** Data supplied follows **

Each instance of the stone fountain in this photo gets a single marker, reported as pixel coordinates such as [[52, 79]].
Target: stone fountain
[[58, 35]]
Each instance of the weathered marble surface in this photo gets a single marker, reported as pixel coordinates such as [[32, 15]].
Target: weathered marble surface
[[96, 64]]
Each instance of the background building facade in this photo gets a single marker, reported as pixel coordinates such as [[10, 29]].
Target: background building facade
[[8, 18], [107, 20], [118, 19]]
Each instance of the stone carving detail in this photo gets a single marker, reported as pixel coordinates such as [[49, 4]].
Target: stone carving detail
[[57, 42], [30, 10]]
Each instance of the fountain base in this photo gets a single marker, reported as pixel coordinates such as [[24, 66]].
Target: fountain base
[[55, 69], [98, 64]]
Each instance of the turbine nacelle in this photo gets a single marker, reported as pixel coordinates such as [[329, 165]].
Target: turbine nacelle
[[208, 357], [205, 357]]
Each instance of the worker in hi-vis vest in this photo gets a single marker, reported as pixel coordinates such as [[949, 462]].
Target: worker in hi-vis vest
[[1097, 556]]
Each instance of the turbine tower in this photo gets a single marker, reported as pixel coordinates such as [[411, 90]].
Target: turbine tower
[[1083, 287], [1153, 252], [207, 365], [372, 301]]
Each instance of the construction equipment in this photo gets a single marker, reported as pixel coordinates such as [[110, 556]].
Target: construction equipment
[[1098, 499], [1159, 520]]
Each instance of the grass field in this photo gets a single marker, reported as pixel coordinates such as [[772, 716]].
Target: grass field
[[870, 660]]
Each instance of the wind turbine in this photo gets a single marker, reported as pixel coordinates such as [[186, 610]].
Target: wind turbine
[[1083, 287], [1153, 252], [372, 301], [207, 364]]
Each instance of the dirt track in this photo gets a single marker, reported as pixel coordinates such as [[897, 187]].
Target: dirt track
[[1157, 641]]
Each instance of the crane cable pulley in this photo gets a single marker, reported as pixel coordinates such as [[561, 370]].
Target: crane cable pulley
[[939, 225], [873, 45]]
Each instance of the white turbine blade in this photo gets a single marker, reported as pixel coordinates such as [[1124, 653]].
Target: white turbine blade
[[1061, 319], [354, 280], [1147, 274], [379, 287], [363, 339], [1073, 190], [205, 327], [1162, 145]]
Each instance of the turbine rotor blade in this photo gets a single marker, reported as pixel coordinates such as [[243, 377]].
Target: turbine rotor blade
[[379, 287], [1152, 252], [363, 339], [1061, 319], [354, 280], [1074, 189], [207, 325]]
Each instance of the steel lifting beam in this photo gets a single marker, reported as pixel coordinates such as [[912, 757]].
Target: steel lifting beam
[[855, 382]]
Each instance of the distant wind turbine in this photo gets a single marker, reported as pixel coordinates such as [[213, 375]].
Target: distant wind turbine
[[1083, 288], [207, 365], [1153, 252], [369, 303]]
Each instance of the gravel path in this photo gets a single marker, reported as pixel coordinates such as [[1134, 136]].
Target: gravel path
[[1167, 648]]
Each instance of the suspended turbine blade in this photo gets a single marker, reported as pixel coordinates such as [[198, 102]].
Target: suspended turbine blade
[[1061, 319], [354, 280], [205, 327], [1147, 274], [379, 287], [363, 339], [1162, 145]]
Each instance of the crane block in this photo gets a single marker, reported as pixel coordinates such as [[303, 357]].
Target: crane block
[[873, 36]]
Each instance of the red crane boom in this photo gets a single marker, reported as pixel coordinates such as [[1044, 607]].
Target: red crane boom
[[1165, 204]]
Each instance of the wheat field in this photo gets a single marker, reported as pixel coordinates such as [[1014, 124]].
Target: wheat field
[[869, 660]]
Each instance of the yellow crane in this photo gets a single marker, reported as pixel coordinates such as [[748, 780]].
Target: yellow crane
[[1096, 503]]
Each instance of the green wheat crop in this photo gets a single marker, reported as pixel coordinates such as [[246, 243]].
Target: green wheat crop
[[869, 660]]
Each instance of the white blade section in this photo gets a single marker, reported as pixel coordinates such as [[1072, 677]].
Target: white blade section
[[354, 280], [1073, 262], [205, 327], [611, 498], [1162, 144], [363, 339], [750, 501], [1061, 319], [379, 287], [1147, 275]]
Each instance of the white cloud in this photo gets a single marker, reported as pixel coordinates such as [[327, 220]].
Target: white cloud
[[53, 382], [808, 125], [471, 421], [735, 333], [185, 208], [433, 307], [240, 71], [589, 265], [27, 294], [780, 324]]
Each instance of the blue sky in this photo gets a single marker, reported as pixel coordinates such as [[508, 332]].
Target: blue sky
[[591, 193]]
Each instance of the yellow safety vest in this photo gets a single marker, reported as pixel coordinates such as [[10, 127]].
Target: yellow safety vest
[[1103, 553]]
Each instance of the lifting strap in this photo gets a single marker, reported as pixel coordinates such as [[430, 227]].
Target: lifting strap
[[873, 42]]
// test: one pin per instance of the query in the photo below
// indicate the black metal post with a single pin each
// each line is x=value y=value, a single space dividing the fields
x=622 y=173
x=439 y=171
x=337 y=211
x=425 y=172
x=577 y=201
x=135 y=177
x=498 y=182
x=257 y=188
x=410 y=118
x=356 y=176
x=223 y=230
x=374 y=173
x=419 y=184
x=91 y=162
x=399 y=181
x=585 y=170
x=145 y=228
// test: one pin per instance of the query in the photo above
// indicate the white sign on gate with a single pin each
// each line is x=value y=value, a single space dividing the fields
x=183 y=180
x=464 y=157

** End of Data supplied **
** Data supplied follows **

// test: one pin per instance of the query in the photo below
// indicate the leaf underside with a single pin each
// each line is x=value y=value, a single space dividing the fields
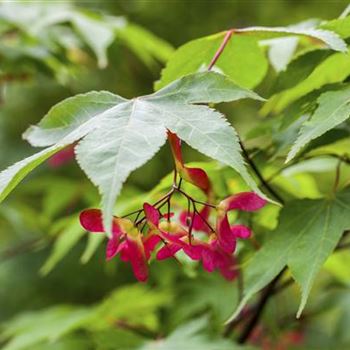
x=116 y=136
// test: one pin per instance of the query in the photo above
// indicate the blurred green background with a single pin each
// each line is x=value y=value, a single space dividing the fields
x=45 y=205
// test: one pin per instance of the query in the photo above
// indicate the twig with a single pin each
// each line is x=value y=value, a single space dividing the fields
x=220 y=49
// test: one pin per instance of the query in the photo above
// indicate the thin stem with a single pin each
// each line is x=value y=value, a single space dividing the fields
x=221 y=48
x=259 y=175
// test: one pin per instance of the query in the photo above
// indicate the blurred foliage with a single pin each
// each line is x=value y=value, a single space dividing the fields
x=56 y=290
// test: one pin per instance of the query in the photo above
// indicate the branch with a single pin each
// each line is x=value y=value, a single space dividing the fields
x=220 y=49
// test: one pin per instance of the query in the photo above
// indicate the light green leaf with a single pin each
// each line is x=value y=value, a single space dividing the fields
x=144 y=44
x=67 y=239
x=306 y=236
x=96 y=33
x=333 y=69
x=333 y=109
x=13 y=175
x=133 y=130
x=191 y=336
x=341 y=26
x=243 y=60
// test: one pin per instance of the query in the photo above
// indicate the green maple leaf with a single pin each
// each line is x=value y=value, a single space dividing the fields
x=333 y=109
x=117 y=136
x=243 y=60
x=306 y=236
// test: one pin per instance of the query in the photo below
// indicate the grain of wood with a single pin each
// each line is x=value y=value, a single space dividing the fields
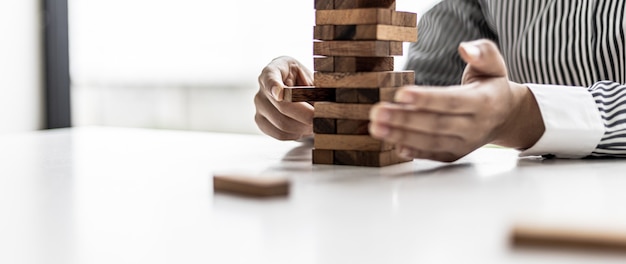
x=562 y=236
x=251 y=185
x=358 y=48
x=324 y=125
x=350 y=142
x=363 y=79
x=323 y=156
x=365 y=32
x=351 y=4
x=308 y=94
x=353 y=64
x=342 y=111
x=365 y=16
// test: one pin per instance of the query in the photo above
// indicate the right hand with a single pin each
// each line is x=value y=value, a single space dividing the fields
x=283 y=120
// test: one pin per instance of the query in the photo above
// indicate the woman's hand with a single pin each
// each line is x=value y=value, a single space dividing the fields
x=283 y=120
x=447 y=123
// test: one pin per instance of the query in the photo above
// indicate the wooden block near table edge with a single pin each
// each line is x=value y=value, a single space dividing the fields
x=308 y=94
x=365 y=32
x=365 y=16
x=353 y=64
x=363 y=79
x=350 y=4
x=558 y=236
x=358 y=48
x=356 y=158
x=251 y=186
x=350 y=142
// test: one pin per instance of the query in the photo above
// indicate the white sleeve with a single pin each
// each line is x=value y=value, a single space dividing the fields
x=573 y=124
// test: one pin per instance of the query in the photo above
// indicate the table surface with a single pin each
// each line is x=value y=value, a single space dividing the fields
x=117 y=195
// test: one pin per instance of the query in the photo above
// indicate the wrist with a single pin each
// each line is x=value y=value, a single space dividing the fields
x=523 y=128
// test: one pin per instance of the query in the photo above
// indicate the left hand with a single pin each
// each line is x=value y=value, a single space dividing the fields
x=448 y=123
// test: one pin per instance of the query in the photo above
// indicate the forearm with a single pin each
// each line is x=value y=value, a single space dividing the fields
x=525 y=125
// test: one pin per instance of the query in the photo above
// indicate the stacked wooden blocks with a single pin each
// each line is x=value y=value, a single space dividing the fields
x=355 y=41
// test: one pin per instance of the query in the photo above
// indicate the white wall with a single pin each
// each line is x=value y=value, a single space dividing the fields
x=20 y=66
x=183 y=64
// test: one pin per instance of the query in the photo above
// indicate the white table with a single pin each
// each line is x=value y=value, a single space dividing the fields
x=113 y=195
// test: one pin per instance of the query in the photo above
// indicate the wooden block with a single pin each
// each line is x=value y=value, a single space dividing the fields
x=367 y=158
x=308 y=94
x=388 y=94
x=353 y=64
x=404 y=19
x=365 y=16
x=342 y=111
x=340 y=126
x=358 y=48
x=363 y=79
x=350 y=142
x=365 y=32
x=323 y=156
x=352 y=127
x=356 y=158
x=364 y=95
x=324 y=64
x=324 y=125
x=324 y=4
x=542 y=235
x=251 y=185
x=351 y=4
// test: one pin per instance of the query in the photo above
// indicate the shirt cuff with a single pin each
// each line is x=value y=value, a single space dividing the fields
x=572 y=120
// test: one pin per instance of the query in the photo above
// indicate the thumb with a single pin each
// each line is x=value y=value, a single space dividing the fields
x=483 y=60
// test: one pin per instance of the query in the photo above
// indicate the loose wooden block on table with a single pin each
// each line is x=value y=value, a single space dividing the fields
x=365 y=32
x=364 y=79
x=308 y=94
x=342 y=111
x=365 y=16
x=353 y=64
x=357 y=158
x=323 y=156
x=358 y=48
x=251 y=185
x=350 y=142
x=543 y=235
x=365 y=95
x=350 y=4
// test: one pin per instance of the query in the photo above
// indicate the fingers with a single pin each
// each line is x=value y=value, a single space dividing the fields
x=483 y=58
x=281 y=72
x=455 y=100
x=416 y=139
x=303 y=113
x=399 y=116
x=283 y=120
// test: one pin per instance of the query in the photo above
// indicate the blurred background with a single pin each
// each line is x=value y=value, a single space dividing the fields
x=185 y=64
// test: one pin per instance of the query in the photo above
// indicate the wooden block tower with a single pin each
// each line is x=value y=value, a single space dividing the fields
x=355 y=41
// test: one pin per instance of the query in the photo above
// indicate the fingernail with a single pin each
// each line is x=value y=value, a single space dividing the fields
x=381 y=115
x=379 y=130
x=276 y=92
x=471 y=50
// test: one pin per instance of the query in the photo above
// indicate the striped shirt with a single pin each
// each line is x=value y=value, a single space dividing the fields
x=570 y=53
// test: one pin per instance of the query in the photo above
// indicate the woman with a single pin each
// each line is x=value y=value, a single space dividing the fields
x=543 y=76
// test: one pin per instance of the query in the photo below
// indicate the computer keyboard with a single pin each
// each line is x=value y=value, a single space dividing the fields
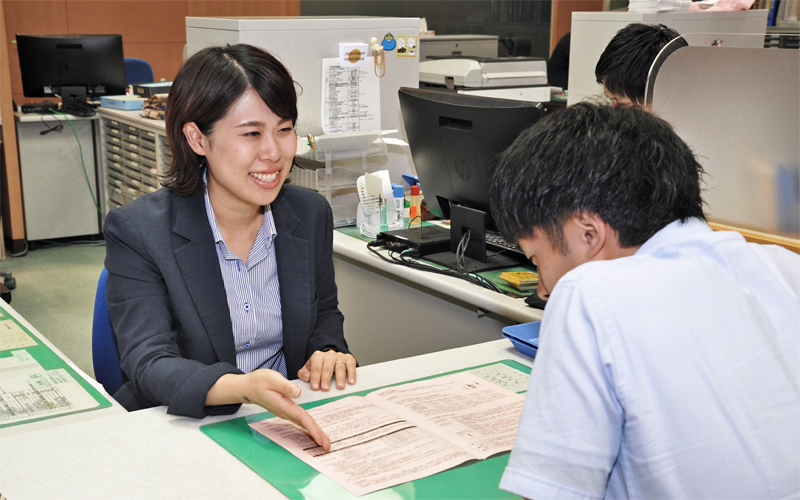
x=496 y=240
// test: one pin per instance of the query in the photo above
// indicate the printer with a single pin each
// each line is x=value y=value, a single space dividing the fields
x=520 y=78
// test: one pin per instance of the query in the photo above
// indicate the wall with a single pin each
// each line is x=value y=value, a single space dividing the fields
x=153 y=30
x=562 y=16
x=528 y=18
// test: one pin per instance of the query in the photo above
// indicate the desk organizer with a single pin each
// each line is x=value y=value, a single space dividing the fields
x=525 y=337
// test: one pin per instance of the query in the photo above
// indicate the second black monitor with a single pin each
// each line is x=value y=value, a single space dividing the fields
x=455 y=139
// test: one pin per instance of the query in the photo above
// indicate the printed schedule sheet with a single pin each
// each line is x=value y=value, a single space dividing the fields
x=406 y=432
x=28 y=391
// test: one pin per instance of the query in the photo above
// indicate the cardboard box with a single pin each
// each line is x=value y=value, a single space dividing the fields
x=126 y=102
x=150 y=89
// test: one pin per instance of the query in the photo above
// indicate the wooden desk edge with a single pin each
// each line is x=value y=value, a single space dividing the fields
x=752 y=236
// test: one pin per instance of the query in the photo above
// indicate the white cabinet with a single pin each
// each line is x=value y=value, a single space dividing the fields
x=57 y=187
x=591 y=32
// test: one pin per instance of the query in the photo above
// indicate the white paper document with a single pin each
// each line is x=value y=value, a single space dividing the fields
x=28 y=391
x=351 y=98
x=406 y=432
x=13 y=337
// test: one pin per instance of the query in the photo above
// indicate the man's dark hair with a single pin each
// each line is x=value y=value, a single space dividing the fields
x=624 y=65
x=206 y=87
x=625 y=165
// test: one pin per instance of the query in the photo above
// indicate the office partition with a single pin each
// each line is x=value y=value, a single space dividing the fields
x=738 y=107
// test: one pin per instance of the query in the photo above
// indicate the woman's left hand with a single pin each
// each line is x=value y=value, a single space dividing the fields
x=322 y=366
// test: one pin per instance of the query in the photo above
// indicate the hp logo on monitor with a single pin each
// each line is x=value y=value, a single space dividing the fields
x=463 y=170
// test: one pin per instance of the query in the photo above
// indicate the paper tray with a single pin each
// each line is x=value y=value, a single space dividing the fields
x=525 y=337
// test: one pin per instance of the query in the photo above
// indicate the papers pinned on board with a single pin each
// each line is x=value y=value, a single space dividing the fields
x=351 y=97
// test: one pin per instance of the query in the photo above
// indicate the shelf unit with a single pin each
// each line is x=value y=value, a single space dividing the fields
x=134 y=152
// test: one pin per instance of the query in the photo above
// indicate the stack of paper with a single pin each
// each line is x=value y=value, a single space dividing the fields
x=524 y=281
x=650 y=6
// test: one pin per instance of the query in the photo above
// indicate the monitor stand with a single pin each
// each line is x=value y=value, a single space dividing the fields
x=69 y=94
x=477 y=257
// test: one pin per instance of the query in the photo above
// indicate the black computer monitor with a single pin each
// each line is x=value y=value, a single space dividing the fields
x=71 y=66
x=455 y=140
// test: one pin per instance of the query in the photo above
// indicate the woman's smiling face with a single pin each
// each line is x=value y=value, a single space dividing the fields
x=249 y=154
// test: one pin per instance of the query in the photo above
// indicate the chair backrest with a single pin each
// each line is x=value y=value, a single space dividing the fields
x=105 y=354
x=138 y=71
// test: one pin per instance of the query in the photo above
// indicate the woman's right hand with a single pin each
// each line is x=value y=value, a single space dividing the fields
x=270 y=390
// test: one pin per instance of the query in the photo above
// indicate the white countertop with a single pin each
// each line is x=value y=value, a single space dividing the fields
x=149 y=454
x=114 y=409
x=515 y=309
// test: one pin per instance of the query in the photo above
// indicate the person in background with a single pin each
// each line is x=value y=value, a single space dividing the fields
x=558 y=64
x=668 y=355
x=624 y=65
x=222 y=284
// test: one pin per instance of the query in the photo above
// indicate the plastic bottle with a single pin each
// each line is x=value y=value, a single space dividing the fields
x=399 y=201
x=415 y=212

** End of Data supplied **
** Data supplied follows **

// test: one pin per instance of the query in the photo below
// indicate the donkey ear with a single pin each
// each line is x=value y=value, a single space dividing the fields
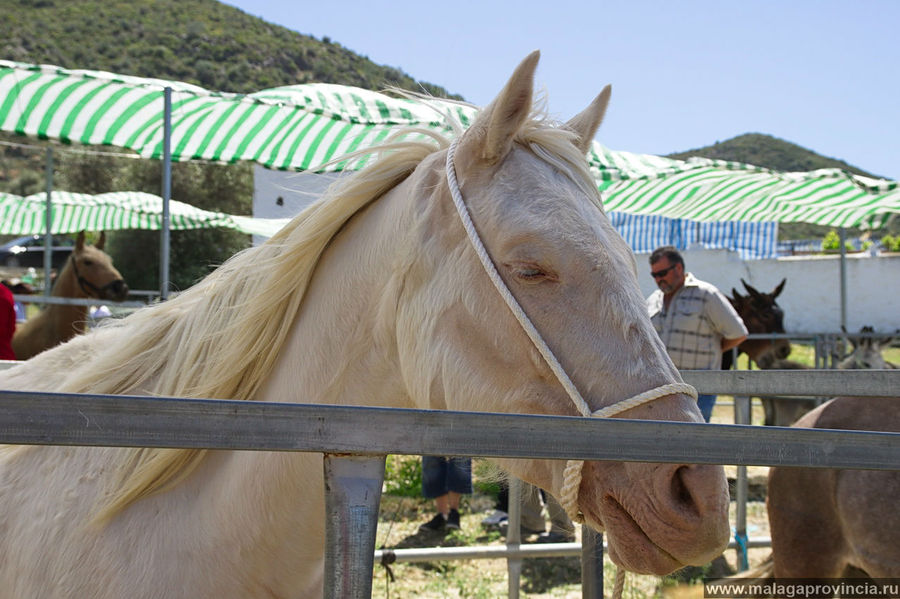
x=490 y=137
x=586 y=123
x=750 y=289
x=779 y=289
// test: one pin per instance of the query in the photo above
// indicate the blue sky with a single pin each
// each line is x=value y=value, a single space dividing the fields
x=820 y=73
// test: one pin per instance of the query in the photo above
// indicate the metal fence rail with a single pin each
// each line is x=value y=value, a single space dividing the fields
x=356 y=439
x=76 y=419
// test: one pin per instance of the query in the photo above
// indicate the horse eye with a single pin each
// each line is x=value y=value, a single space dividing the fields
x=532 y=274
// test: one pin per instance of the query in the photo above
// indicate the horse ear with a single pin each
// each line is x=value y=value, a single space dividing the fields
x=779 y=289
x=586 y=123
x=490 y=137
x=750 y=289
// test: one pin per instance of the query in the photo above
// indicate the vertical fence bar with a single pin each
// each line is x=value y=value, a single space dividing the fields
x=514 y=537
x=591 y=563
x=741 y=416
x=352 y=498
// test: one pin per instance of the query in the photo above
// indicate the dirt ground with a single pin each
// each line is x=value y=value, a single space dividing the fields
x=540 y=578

** End of Data supplied **

**Task goal**. In the records above, find each line that mentions the word "leaf", and copy it.

**Task output**.
// indicate the leaf underside with a single pin each
// indicate the light green leaf with a single pin each
// indicate the green maple leaf with a single pin each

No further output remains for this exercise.